(Records for the exercise)
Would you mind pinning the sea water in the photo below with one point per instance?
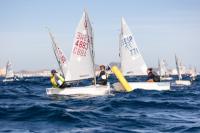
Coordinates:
(25, 107)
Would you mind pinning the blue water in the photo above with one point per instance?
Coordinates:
(25, 107)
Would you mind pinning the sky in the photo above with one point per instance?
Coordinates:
(161, 29)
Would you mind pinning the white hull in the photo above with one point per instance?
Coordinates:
(183, 82)
(8, 80)
(159, 86)
(97, 90)
(166, 78)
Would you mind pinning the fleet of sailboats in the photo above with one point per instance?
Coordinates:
(81, 64)
(163, 71)
(180, 81)
(132, 62)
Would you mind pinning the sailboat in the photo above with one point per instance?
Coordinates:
(164, 74)
(178, 68)
(193, 74)
(9, 73)
(81, 64)
(132, 62)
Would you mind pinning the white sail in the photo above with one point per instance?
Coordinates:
(178, 67)
(163, 68)
(61, 58)
(81, 64)
(9, 71)
(132, 62)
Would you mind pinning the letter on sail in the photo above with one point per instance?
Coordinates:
(81, 64)
(9, 71)
(61, 59)
(132, 62)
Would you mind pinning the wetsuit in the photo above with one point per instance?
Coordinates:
(153, 77)
(102, 79)
(57, 80)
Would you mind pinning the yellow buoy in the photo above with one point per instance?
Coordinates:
(121, 78)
(End Records for the exercise)
- Problem description
All lines in the records with the string "water" should be copied out.

- Problem solution
Would you mind pinning the sea water in the photo below with one point per instance?
Would you mind pinning the blue water in the photo above with one point per instance?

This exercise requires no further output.